▶ **EXERCISE BRIEF**
Change every "spot every instance" in the data below to "locate each instance". Write all the lines out again and leave everything else as it is.

-- BEGIN PROVIDED DATA --

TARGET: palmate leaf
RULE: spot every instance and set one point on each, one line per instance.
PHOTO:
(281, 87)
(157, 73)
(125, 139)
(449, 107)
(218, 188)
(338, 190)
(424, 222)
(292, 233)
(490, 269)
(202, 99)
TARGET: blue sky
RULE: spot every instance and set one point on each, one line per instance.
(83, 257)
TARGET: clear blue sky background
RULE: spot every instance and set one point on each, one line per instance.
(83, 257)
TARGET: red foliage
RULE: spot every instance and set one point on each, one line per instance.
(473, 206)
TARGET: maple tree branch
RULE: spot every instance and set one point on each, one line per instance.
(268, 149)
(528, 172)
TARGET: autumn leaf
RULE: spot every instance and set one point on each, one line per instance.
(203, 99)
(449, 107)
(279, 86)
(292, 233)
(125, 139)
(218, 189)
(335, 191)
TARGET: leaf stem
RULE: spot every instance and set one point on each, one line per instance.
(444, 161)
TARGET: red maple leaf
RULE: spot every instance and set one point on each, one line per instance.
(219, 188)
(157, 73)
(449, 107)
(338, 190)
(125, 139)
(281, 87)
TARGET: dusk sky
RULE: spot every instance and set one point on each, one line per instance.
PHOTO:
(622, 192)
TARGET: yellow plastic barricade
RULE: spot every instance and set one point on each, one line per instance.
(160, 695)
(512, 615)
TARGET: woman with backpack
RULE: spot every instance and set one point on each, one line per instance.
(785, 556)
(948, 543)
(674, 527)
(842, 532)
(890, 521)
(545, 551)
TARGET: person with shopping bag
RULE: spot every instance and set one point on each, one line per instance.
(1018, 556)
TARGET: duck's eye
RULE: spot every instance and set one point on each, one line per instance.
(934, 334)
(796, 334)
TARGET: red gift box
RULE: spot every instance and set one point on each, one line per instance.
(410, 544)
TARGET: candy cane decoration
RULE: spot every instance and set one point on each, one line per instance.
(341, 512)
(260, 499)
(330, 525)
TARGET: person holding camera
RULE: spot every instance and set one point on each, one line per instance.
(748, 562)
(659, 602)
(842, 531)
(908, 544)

-- END PROVIDED DATA --

▶ **FULL OUTPUT**
TARGET: palmate leaf
RULE: locate each instance and set one point on each, one line per instance.
PHOTO:
(281, 87)
(157, 73)
(125, 139)
(449, 107)
(218, 188)
(338, 190)
(424, 222)
(292, 233)
(490, 269)
(202, 99)
TARGET: blue sky
RULE: locate each instance and set one point on each, one line per instance.
(83, 257)
TARGET: clear blue sky background
RULE: locate each instance and set one point on each, one line per instance.
(83, 257)
TARGET: red foliage
RULE: locate each instance and set one point on each, one line per instance.
(473, 206)
TARGET: maple tree branch
RULE: locate each instance and set one point on each, one line per instance.
(268, 149)
(528, 172)
TARGET: autumn leaf
RULE: locate each instance and set one point on each, one line per instance.
(203, 99)
(449, 107)
(279, 86)
(292, 233)
(125, 139)
(218, 189)
(335, 191)
TARGET: leaf stem
RULE: locate each instance and set one point on each, one line per instance.
(444, 161)
TARGET: red maple leaf
RULE: locate each instance and set one point on each, one line per instance.
(219, 188)
(157, 73)
(449, 107)
(338, 190)
(125, 139)
(281, 87)
TARGET: dusk sky
RULE: locate each instance and set one point on each, one line per instance.
PHOTO:
(622, 192)
TARGET: yellow plastic barricade
RULE: locate each instance and set one point on each, one line per instance.
(160, 695)
(512, 615)
TARGET: woman with backpack
RULE: locate each instance and set one point on each, one line per instance.
(785, 556)
(948, 543)
(674, 527)
(842, 532)
(890, 521)
(545, 551)
TARGET: person with shopping bag
RULE: locate each instance and set one point on each, one line per instance.
(1018, 556)
TARGET: duck's eye
RULE: locate each instance and set one point on each, one line per instance.
(934, 334)
(796, 334)
TARGET: red gift box
RULE: locate each instance and set one point on each, one line per instance.
(410, 544)
TARGET: candy cane decoration
RULE: locate each instance and set one point on each, one line per instance.
(341, 512)
(260, 499)
(330, 525)
TARGET: person holding camera
RULE: locate each instance and set one point on each, one line per instance.
(748, 562)
(659, 602)
(842, 531)
(908, 544)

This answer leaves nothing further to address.